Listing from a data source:
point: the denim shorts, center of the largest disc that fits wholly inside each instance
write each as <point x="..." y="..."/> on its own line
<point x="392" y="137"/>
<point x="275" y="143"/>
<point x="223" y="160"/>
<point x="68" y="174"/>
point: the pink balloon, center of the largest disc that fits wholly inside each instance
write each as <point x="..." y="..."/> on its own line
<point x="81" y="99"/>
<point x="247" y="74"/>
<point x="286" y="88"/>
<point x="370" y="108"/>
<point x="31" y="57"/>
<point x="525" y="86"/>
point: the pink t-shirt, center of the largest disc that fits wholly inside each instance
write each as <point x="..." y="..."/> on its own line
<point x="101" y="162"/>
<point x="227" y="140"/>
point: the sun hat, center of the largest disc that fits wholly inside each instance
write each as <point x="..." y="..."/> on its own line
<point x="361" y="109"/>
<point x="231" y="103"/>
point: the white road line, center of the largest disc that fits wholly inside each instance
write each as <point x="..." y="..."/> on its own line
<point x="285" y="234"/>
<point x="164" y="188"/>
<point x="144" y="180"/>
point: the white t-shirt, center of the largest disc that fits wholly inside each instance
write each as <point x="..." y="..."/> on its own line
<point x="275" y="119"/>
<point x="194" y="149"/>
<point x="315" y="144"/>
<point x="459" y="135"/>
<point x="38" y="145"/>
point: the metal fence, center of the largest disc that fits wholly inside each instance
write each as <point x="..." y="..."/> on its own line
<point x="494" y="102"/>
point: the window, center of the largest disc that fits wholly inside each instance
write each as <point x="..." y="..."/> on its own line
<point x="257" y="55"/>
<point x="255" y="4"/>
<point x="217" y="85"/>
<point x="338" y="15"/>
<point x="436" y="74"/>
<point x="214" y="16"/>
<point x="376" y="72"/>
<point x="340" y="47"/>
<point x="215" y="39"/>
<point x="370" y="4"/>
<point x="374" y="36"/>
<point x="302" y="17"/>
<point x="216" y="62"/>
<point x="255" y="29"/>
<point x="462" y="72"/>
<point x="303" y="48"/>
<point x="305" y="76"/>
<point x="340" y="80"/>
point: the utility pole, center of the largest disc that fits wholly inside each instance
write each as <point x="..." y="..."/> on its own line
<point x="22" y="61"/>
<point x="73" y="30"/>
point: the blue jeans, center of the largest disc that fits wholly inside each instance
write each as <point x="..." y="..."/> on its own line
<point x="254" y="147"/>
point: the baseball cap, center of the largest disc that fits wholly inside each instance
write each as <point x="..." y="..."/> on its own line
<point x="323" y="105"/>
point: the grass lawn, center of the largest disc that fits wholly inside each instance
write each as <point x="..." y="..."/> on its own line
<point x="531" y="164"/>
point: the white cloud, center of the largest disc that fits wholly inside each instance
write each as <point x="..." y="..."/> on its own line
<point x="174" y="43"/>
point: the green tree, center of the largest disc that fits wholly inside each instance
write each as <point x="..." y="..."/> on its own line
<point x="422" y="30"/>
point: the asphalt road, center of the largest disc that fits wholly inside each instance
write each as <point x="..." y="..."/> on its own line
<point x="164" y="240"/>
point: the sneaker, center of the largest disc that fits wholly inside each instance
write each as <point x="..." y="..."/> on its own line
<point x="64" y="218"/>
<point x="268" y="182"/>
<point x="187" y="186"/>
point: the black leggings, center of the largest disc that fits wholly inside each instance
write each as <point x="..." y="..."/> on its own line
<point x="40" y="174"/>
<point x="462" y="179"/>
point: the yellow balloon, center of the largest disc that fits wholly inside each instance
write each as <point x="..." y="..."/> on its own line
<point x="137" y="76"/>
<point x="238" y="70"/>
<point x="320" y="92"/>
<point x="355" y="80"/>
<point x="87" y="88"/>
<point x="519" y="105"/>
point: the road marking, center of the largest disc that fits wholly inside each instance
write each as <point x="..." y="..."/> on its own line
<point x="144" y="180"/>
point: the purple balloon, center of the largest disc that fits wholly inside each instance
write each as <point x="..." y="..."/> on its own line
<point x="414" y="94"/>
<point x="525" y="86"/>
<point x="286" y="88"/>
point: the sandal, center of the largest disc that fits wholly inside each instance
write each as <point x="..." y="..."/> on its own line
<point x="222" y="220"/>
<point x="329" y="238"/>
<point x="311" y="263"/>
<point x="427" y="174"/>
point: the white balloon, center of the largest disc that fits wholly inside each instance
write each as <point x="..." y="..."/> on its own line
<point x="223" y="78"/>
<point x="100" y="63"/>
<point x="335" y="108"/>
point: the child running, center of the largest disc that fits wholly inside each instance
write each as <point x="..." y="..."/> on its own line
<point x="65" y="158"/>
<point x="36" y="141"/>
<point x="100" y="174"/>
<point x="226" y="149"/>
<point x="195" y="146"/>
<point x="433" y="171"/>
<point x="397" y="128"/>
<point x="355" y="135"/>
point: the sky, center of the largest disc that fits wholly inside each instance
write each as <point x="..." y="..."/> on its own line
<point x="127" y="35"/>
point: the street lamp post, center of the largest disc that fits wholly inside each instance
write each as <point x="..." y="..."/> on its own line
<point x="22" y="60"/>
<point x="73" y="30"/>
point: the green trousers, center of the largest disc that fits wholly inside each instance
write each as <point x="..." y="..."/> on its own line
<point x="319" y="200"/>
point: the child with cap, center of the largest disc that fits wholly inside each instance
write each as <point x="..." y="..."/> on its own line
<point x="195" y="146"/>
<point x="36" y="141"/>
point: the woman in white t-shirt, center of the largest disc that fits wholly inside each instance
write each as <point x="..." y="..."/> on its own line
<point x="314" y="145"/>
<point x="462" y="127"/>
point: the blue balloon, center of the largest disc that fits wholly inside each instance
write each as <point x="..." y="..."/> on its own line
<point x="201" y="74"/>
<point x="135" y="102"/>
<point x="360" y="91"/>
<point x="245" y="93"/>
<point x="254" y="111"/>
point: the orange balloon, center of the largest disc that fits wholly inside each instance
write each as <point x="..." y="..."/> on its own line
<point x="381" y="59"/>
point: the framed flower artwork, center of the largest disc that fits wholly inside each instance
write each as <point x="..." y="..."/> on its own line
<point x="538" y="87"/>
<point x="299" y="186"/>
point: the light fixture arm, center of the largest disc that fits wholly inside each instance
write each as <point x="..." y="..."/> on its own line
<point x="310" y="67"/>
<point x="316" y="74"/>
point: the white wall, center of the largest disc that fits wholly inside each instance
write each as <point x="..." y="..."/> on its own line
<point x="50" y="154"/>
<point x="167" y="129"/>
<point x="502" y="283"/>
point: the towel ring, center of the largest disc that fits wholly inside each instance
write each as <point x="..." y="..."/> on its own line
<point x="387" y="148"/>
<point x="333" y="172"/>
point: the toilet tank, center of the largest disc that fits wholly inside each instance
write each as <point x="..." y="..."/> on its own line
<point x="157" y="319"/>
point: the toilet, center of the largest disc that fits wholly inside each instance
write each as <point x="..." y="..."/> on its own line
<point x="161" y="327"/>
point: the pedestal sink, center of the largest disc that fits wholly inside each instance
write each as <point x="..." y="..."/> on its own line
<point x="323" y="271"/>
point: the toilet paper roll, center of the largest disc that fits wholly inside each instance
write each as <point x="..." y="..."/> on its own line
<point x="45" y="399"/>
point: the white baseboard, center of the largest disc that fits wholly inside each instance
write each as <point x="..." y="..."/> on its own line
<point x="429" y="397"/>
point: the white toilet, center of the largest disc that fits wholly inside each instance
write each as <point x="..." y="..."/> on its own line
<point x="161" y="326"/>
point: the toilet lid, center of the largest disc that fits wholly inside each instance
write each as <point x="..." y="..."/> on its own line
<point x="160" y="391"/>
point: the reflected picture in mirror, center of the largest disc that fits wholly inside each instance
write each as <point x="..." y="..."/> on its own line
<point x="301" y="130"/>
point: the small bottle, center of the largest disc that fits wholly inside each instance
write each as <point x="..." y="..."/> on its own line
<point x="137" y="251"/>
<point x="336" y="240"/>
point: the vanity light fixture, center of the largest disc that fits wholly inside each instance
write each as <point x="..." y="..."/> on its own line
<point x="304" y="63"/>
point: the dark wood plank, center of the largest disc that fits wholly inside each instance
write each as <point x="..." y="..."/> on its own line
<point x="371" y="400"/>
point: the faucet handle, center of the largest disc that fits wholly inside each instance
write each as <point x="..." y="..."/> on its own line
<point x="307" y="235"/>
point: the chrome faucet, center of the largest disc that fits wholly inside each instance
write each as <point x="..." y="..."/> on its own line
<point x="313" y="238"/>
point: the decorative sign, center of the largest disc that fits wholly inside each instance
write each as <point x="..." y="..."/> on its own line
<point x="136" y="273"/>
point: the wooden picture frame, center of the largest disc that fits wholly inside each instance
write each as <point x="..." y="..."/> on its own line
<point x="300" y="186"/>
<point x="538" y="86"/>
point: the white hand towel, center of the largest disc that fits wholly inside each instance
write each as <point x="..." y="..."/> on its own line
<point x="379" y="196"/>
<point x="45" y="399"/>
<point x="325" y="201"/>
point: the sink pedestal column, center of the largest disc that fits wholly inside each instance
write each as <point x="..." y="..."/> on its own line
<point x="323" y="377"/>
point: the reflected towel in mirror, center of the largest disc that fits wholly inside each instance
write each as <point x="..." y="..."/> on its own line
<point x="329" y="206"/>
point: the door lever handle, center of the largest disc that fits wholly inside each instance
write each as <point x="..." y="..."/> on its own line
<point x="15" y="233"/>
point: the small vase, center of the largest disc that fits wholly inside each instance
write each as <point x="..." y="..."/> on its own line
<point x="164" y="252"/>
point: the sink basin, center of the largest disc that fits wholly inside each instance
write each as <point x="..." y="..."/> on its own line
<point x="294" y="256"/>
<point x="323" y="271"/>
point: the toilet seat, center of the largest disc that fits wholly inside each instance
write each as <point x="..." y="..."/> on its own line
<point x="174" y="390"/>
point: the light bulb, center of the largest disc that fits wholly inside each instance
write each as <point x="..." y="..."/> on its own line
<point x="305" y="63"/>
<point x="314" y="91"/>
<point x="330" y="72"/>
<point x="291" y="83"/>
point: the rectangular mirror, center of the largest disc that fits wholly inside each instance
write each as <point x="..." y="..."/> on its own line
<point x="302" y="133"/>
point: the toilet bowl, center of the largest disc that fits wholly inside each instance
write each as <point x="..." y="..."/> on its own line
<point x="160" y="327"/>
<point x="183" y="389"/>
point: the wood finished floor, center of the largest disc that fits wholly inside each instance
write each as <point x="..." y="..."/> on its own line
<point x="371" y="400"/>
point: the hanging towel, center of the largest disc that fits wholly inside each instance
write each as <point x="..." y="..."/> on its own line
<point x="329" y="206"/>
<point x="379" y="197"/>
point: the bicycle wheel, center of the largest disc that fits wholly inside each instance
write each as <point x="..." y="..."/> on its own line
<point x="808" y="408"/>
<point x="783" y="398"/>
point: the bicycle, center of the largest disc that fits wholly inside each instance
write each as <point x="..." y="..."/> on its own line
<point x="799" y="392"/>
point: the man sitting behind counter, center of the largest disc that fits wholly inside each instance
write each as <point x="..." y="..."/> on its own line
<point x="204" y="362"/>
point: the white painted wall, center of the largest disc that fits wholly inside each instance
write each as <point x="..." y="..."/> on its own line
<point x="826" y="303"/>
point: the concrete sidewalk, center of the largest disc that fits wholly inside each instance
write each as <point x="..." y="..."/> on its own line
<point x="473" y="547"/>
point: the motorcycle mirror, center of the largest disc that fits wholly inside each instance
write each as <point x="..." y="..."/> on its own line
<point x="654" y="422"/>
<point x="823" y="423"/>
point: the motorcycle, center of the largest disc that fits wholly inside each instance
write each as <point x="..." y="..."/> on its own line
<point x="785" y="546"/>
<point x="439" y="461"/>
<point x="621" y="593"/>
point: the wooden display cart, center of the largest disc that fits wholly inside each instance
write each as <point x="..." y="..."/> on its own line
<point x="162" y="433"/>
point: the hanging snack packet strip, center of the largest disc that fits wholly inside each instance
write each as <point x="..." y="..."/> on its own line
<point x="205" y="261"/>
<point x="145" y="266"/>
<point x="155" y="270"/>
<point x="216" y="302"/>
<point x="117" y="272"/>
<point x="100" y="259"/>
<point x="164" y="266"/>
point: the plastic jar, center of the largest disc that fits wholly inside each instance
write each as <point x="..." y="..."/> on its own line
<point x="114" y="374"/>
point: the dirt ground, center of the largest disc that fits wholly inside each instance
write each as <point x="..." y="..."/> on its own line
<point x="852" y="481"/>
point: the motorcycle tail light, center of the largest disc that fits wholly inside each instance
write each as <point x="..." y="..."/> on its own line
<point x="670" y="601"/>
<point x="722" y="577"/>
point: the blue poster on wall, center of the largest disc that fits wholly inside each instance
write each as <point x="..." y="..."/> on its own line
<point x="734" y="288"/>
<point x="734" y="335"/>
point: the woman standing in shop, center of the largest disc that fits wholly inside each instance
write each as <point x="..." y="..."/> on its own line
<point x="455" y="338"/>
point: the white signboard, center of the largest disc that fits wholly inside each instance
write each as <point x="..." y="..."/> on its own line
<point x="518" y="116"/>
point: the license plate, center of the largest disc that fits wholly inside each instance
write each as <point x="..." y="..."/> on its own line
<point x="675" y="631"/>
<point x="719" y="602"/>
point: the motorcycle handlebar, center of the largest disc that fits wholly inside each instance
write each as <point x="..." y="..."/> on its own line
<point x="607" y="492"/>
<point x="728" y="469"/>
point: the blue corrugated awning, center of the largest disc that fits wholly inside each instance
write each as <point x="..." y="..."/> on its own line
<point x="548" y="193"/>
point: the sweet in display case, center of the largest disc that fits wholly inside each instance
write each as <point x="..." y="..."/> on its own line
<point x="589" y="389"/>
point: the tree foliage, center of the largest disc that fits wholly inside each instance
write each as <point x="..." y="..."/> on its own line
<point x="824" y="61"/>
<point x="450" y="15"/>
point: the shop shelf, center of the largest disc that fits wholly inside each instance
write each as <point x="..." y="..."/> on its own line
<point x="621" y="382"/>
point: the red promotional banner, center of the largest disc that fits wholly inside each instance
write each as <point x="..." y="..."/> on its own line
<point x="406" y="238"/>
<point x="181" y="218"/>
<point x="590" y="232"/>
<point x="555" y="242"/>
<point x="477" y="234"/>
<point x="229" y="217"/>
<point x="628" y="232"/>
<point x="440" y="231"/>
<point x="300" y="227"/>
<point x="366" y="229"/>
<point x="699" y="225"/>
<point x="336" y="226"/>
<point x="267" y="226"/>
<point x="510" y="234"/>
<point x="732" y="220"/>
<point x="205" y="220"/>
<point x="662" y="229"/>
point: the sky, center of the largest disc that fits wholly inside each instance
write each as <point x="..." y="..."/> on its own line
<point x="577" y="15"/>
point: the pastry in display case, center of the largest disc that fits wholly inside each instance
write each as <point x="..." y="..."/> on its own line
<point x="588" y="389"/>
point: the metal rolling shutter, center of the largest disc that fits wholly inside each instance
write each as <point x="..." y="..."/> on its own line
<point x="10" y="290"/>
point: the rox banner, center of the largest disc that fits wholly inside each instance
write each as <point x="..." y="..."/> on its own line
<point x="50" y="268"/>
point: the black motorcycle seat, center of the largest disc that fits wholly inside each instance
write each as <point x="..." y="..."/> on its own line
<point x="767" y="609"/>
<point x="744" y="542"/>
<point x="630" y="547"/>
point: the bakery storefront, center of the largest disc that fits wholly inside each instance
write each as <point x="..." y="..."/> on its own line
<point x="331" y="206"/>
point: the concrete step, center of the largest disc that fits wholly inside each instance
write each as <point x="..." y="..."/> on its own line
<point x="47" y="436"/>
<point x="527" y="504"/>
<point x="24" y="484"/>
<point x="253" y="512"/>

*Stated exercise*. Copy out the stretch from the line that contains "point: the black motorcycle" through the end of the listing, word for word.

*The answer*.
point: the black motorcycle seat, center of the largest disc that fits wholly inside each instance
write each as <point x="..." y="..."/> on its own line
<point x="767" y="609"/>
<point x="744" y="542"/>
<point x="630" y="547"/>
point: the bakery storefront, center of the largest disc that fits wholly inside each instance
write each as <point x="..." y="..."/> on its own line
<point x="331" y="206"/>
point: the concrete step, center of the largest disc that fits wholly inside each instance
write each as <point x="..." y="..."/> on its own line
<point x="47" y="436"/>
<point x="527" y="504"/>
<point x="24" y="484"/>
<point x="253" y="512"/>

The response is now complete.